** START Excerpt provided **

# Need help, Otis Driftwood costume



## Loki33 (Feb 5, 2009)

I would like to dress up as Otis Driftwood from house of 1000 corpses this year, however my main concern is getting a good wig, and facial hair pieces. here is link to the best image of his hair and facial hair

http://ia.media-imdb.com/images/M/MV5BMTc4NzcyMDgyMV5BMl5BanBnXkFtZTYwMjkwMzg3._V1._SX485_SY323_.jpg


Any ideas about the costume in general would also be appreciated!


----------



## Chrisita (May 16, 2009)

The link was broken... so I'm not sure which direction you're leaning.... check your other post for some links and ideas...


----------



## Lot27 (Apr 15, 2009)

Otis rocks
Try this on


----------



## Loki33 (Feb 5, 2009)

My biggest concern is finding a wig that would not look too cheezy. His hair is very thin and i dunno how to recreate that? anyone have any suggestion. For his long sideburns I was thinking of just using hand laid hair as it seems to be the easiest way to ge the desired effect i want for the facial hair. However I have no idea how copy his head of hair


----------



## Grim Spirit (Nov 16, 2005)

** END Excerpt provided **
** START Information shown **

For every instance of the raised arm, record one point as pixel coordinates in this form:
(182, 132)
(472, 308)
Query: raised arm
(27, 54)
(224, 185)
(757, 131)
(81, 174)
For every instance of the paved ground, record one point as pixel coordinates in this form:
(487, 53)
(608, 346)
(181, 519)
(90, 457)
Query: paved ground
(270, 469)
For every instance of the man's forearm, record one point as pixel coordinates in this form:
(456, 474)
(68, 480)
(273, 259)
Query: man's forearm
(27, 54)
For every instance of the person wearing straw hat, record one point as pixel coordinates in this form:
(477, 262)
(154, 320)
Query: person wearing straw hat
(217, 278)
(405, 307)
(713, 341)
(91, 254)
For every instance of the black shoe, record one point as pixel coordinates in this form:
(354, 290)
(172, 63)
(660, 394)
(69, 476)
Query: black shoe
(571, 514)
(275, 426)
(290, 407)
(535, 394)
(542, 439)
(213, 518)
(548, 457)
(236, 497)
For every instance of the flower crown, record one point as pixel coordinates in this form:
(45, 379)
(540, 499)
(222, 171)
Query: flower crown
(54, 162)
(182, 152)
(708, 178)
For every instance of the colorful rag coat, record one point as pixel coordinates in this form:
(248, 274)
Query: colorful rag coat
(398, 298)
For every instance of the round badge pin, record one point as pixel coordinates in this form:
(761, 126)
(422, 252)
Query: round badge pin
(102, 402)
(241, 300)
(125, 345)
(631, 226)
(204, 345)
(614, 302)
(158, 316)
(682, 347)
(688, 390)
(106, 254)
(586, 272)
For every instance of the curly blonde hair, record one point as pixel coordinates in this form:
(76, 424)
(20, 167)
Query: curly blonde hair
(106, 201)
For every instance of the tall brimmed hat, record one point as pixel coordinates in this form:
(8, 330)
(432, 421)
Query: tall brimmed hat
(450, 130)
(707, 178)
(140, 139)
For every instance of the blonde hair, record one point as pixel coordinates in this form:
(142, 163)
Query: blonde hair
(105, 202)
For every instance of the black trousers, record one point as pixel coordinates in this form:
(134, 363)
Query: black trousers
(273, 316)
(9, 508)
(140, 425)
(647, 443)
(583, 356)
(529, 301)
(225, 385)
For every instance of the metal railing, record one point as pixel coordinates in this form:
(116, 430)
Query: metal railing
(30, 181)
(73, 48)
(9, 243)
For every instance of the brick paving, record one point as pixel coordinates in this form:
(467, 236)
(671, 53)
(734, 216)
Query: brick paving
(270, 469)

** END Information shown **
** START Information shown **

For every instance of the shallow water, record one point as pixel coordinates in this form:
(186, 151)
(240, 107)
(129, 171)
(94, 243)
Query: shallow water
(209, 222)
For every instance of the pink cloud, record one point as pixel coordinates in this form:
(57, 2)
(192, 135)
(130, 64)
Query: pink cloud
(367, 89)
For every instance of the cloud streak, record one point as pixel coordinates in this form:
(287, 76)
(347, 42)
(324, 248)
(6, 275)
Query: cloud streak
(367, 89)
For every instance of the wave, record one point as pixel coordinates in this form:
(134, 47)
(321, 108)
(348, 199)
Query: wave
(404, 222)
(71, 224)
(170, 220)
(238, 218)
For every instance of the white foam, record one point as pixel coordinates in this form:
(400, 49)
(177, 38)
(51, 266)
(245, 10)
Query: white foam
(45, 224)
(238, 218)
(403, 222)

** END Information shown **

How would you continue the Otis Driftwood costume thread, starting right after its last line?

### Exercise result
See if you can find a cheap Mullet Wig and trim the top. The long part tends to be on the thin side. If trimming the top does not work, just cut off the section that holds the long hair and attach it to a ratty John Deer cap. Might not be part of the characters costume, but wouldn't detract from it TOO much.

You could also check out any local Good Will stores, find a REALLY cheap wig and basically destroy it.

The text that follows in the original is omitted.